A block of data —
-- BEGIN --

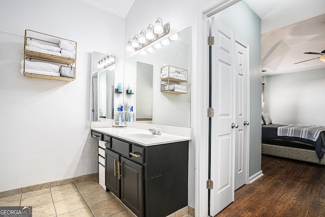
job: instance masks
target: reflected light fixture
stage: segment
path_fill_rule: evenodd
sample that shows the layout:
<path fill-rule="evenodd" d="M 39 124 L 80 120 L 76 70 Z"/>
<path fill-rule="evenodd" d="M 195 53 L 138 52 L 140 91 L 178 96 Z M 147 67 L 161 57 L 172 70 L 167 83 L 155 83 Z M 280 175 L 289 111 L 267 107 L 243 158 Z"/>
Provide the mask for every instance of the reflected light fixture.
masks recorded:
<path fill-rule="evenodd" d="M 146 31 L 144 29 L 142 29 L 139 36 L 139 43 L 143 44 L 146 42 L 147 42 L 147 40 L 146 39 Z"/>
<path fill-rule="evenodd" d="M 176 34 L 173 35 L 169 37 L 169 39 L 172 41 L 176 41 L 178 39 L 178 34 L 176 33 Z"/>
<path fill-rule="evenodd" d="M 160 21 L 159 20 L 161 21 Z M 153 32 L 156 34 L 160 34 L 164 32 L 164 28 L 162 27 L 162 20 L 160 17 L 158 17 L 156 23 L 154 24 L 153 28 Z"/>
<path fill-rule="evenodd" d="M 163 45 L 167 45 L 169 44 L 169 39 L 166 39 L 161 41 L 161 44 Z"/>
<path fill-rule="evenodd" d="M 137 36 L 138 36 L 138 37 L 137 37 Z M 132 40 L 132 47 L 139 47 L 140 46 L 139 44 L 139 42 L 138 41 L 138 38 L 139 35 L 138 34 L 136 34 L 134 35 L 134 37 L 133 37 L 133 40 Z"/>
<path fill-rule="evenodd" d="M 141 30 L 140 35 L 136 34 L 133 39 L 129 39 L 126 43 L 126 50 L 127 51 L 134 50 L 137 51 L 168 34 L 169 30 L 169 24 L 166 23 L 162 25 L 162 19 L 158 17 L 155 22 L 154 26 L 150 23 L 148 25 L 146 30 L 143 29 Z M 169 41 L 168 40 L 164 40 L 164 43 L 165 43 L 165 44 L 168 44 Z M 161 44 L 159 43 L 159 45 L 155 46 L 160 46 L 161 47 Z M 152 52 L 152 51 L 148 51 L 148 52 Z"/>
<path fill-rule="evenodd" d="M 153 45 L 153 47 L 155 48 L 159 49 L 161 47 L 161 44 L 160 42 L 158 42 L 157 44 Z"/>
<path fill-rule="evenodd" d="M 132 39 L 129 39 L 126 43 L 126 51 L 132 51 L 133 47 L 132 47 Z"/>

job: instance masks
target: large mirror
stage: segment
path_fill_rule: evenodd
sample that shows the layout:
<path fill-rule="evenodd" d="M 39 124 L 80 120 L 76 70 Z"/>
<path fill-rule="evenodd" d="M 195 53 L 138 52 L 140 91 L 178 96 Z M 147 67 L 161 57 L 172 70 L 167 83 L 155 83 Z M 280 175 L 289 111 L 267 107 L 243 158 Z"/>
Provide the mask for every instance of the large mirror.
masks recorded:
<path fill-rule="evenodd" d="M 173 36 L 124 61 L 123 104 L 133 106 L 134 121 L 190 127 L 191 27 Z M 169 66 L 174 70 L 171 73 L 183 74 L 187 81 L 162 81 L 162 67 Z M 182 92 L 161 91 L 168 84 L 182 86 Z"/>
<path fill-rule="evenodd" d="M 115 56 L 93 51 L 91 69 L 90 120 L 113 119 Z"/>

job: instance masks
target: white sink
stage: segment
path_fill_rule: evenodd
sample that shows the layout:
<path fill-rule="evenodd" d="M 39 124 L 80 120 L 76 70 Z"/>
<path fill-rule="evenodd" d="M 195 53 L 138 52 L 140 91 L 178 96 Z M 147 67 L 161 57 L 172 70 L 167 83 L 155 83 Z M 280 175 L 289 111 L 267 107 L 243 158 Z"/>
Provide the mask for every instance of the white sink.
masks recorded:
<path fill-rule="evenodd" d="M 125 137 L 134 139 L 154 139 L 158 137 L 156 135 L 152 134 L 149 132 L 143 133 L 138 132 L 127 132 L 124 133 L 123 135 Z"/>

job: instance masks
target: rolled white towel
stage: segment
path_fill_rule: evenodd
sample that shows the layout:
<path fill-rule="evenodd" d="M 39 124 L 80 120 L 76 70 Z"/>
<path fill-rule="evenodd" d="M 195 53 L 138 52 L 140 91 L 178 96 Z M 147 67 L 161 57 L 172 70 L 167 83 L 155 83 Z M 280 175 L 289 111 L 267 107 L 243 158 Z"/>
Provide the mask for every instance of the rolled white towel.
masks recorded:
<path fill-rule="evenodd" d="M 60 73 L 58 72 L 49 72 L 47 71 L 36 70 L 35 69 L 25 69 L 25 72 L 30 74 L 37 74 L 38 75 L 50 75 L 51 76 L 60 77 Z M 23 75 L 24 70 L 21 69 L 20 73 Z"/>
<path fill-rule="evenodd" d="M 59 47 L 68 51 L 74 51 L 76 49 L 76 43 L 70 41 L 60 40 L 59 41 Z"/>
<path fill-rule="evenodd" d="M 24 60 L 20 63 L 22 69 L 24 68 Z M 58 72 L 60 67 L 49 63 L 39 62 L 25 60 L 25 69 L 35 69 L 37 70 L 47 71 L 48 72 Z"/>
<path fill-rule="evenodd" d="M 41 49 L 30 46 L 26 46 L 26 47 L 25 47 L 25 48 L 27 50 L 29 50 L 30 51 L 38 52 L 39 53 L 46 53 L 47 54 L 61 56 L 61 53 L 58 52 L 50 51 L 49 50 L 44 50 L 44 49 Z"/>
<path fill-rule="evenodd" d="M 43 44 L 31 40 L 28 41 L 27 44 L 32 47 L 44 49 L 44 50 L 49 50 L 50 51 L 60 52 L 61 51 L 61 48 L 58 47 Z"/>
<path fill-rule="evenodd" d="M 61 56 L 74 59 L 76 57 L 76 54 L 74 52 L 69 51 L 62 49 L 61 50 Z"/>
<path fill-rule="evenodd" d="M 174 91 L 175 91 L 175 92 L 183 92 L 184 94 L 187 93 L 187 90 L 183 90 L 182 89 L 175 89 Z"/>

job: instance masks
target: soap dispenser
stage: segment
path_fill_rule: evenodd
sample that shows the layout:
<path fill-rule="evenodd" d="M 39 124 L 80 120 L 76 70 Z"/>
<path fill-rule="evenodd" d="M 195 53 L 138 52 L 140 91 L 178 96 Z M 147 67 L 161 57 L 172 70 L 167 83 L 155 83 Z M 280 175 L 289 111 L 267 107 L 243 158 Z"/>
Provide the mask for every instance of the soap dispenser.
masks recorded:
<path fill-rule="evenodd" d="M 122 116 L 121 113 L 120 113 L 118 116 L 118 125 L 122 125 Z"/>

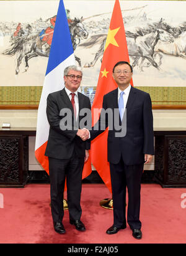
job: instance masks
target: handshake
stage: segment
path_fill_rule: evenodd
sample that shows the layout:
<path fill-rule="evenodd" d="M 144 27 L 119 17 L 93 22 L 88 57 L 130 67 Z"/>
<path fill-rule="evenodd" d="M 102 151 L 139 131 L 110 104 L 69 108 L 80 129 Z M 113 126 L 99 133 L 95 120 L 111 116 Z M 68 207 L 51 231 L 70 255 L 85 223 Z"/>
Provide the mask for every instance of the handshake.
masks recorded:
<path fill-rule="evenodd" d="M 78 129 L 76 135 L 79 136 L 82 141 L 86 141 L 89 138 L 90 133 L 86 128 Z"/>

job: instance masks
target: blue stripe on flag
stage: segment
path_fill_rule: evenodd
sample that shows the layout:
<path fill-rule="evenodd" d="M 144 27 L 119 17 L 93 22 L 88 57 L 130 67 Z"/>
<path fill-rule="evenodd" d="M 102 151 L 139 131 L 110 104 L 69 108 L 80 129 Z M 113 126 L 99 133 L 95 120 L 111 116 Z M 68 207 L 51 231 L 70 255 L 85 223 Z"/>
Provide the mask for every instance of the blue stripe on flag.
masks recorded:
<path fill-rule="evenodd" d="M 63 1 L 60 0 L 46 75 L 73 54 L 73 52 L 74 49 Z"/>

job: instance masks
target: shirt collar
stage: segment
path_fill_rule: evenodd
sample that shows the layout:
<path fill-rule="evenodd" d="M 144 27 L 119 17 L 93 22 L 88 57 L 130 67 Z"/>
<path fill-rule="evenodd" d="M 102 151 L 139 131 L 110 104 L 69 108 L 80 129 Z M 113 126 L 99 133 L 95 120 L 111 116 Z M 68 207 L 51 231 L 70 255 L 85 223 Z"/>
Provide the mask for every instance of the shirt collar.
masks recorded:
<path fill-rule="evenodd" d="M 118 96 L 120 96 L 120 93 L 121 93 L 121 92 L 122 92 L 122 90 L 120 90 L 120 89 L 119 88 L 119 87 L 118 87 Z M 123 92 L 125 92 L 125 95 L 129 95 L 129 93 L 130 93 L 130 88 L 131 88 L 131 85 L 130 85 L 127 88 L 126 88 L 126 89 L 125 89 L 125 90 L 123 90 Z"/>
<path fill-rule="evenodd" d="M 66 92 L 68 96 L 69 96 L 71 93 L 73 93 L 72 92 L 71 92 L 69 90 L 68 90 L 66 87 L 64 87 L 64 90 L 66 90 Z M 73 92 L 73 93 L 75 93 L 76 95 L 78 97 L 78 90 L 77 90 L 77 91 Z"/>

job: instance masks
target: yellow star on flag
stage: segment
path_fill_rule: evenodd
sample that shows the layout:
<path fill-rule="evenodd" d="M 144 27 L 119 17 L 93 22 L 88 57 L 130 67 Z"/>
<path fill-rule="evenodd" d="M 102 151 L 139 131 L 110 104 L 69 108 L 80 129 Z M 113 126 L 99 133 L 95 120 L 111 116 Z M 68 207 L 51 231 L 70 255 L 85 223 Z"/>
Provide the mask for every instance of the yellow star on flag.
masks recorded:
<path fill-rule="evenodd" d="M 105 77 L 107 78 L 107 73 L 109 73 L 109 72 L 107 71 L 106 69 L 105 68 L 104 71 L 101 71 L 101 73 L 102 73 L 102 77 Z"/>
<path fill-rule="evenodd" d="M 115 35 L 117 34 L 117 32 L 118 32 L 118 30 L 120 29 L 120 27 L 118 27 L 117 29 L 112 29 L 112 30 L 110 29 L 109 28 L 104 50 L 106 50 L 106 49 L 108 47 L 110 44 L 112 44 L 113 45 L 115 45 L 118 47 L 119 47 L 119 45 L 118 45 L 118 43 L 117 42 L 114 37 Z"/>

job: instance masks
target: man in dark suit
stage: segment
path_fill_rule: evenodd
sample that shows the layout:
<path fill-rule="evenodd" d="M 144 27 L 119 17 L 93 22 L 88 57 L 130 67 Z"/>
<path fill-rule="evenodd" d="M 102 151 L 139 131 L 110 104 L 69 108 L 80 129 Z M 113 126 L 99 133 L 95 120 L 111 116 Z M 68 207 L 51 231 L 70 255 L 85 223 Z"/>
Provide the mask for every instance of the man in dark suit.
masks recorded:
<path fill-rule="evenodd" d="M 88 109 L 91 112 L 91 107 L 89 98 L 78 92 L 82 75 L 79 67 L 68 67 L 64 70 L 64 88 L 47 98 L 46 115 L 50 127 L 45 156 L 49 160 L 54 229 L 60 234 L 66 232 L 62 222 L 66 178 L 70 223 L 78 230 L 86 230 L 80 220 L 80 199 L 82 171 L 91 143 L 89 140 L 82 140 L 86 138 L 86 130 L 79 129 L 79 124 L 86 115 L 80 115 L 81 111 Z"/>
<path fill-rule="evenodd" d="M 127 222 L 133 230 L 133 237 L 140 239 L 142 237 L 140 220 L 141 179 L 144 163 L 149 163 L 154 154 L 153 121 L 150 96 L 130 85 L 132 75 L 132 67 L 128 62 L 122 61 L 115 64 L 113 77 L 118 88 L 104 95 L 102 111 L 105 115 L 101 113 L 98 123 L 90 133 L 91 139 L 94 140 L 108 126 L 107 150 L 113 224 L 107 233 L 115 234 L 126 227 L 127 187 Z M 109 111 L 107 113 L 107 110 L 112 110 L 112 115 Z"/>

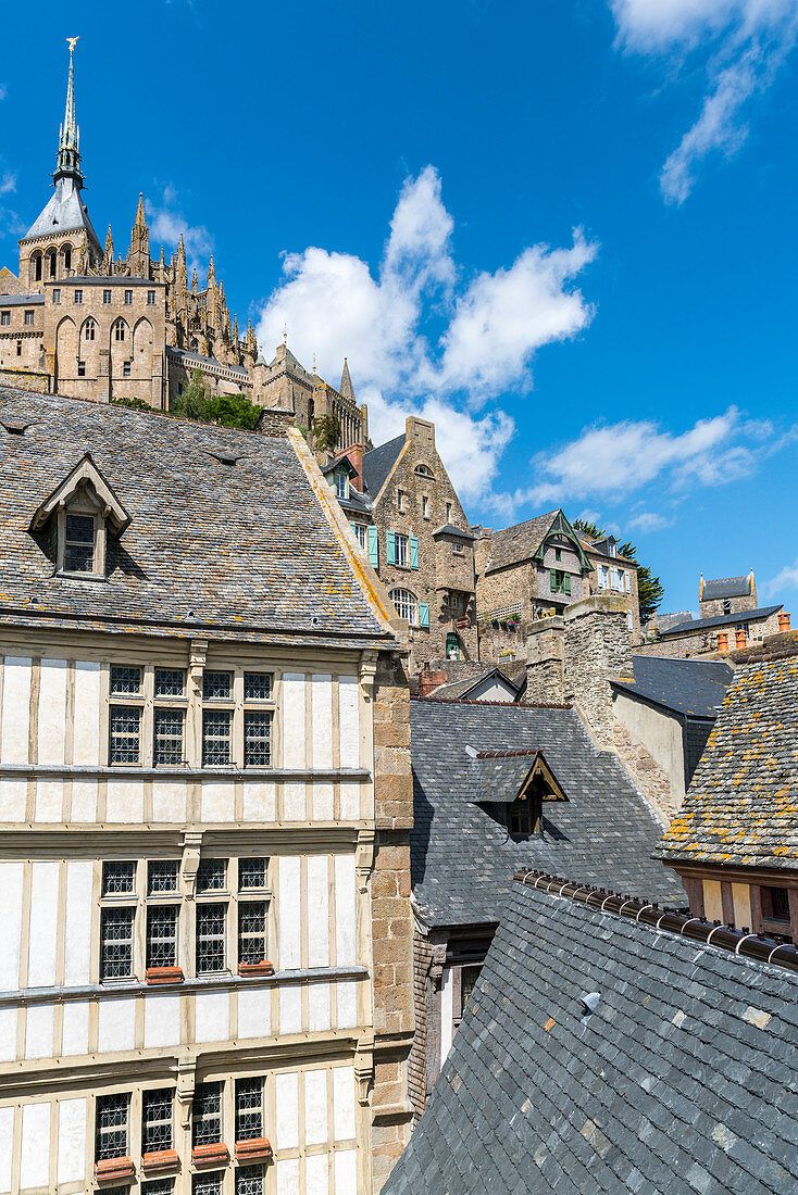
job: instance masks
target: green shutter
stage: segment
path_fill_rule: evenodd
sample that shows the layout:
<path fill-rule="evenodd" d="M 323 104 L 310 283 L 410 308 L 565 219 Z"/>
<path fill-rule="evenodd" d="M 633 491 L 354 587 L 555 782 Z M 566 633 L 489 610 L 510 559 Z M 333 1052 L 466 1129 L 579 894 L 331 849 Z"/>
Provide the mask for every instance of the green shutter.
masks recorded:
<path fill-rule="evenodd" d="M 376 527 L 368 528 L 368 563 L 372 569 L 379 564 L 379 532 Z"/>

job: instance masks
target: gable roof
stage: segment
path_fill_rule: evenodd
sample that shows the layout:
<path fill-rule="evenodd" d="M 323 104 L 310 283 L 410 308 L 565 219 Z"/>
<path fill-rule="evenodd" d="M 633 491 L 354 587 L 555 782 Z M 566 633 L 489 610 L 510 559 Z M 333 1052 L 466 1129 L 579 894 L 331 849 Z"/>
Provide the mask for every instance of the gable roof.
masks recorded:
<path fill-rule="evenodd" d="M 686 631 L 703 631 L 711 626 L 755 623 L 760 618 L 769 618 L 770 614 L 776 614 L 780 609 L 781 606 L 760 606 L 757 609 L 738 609 L 733 614 L 713 614 L 712 618 L 690 618 L 684 623 L 677 623 L 676 626 L 668 626 L 665 630 L 660 629 L 659 633 L 665 638 L 669 635 L 683 635 Z"/>
<path fill-rule="evenodd" d="M 213 626 L 342 645 L 388 635 L 313 492 L 293 431 L 263 436 L 0 387 L 0 425 L 4 418 L 29 424 L 24 435 L 0 428 L 5 620 L 78 618 L 194 635 Z M 103 584 L 54 576 L 47 544 L 29 531 L 89 451 L 132 519 L 109 546 Z"/>
<path fill-rule="evenodd" d="M 636 693 L 675 713 L 714 718 L 733 669 L 720 661 L 632 656 L 634 680 L 611 680 L 613 688 Z"/>
<path fill-rule="evenodd" d="M 382 490 L 403 447 L 404 434 L 363 454 L 363 480 L 370 498 Z"/>
<path fill-rule="evenodd" d="M 410 701 L 410 878 L 427 924 L 495 924 L 519 866 L 684 903 L 677 877 L 650 858 L 660 822 L 617 759 L 597 750 L 574 710 L 433 695 Z M 480 772 L 467 747 L 544 753 L 568 799 L 547 803 L 541 834 L 516 842 L 476 803 Z"/>
<path fill-rule="evenodd" d="M 743 664 L 657 854 L 798 870 L 797 803 L 798 656 Z"/>
<path fill-rule="evenodd" d="M 384 1195 L 794 1190 L 798 976 L 554 894 L 513 883 Z"/>
<path fill-rule="evenodd" d="M 701 589 L 701 601 L 717 601 L 720 598 L 748 598 L 751 592 L 751 577 L 719 577 L 717 581 L 705 581 Z"/>

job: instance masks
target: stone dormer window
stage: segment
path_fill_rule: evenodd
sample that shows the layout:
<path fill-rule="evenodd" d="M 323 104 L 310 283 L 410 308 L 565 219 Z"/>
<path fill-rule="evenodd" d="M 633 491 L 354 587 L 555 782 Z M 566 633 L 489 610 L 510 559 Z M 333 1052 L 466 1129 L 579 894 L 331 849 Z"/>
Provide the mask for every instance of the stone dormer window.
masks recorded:
<path fill-rule="evenodd" d="M 105 577 L 109 537 L 121 535 L 129 522 L 130 515 L 86 453 L 38 507 L 30 531 L 49 532 L 57 574 Z"/>

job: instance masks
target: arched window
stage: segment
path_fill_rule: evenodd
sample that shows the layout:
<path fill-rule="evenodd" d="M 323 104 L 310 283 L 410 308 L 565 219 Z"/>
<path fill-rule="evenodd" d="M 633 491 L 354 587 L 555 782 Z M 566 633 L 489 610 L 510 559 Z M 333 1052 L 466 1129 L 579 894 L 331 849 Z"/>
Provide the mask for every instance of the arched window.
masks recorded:
<path fill-rule="evenodd" d="M 410 626 L 418 626 L 419 603 L 415 599 L 415 594 L 412 594 L 409 589 L 392 589 L 390 599 L 396 607 L 398 617 L 406 618 Z"/>

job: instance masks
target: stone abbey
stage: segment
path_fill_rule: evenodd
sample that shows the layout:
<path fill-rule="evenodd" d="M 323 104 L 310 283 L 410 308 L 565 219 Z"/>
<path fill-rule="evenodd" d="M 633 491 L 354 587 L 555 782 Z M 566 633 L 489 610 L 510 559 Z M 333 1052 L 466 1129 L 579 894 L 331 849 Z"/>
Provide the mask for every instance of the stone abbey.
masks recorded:
<path fill-rule="evenodd" d="M 189 278 L 182 235 L 169 262 L 163 246 L 151 257 L 142 195 L 127 253 L 115 255 L 110 226 L 100 244 L 83 196 L 73 49 L 54 194 L 19 241 L 18 272 L 0 269 L 0 380 L 167 410 L 200 368 L 212 392 L 290 410 L 300 427 L 334 415 L 337 447 L 366 440 L 366 407 L 355 402 L 346 362 L 335 388 L 286 344 L 267 361 L 251 320 L 239 332 L 213 257 L 202 288 L 196 269 Z"/>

-- END --

Requirements —
Please copy every line of the listing that contains the string "blue". Case counts.

Final result —
target: blue stripe on flag
Provide the mask for every instance of the blue stripe on flag.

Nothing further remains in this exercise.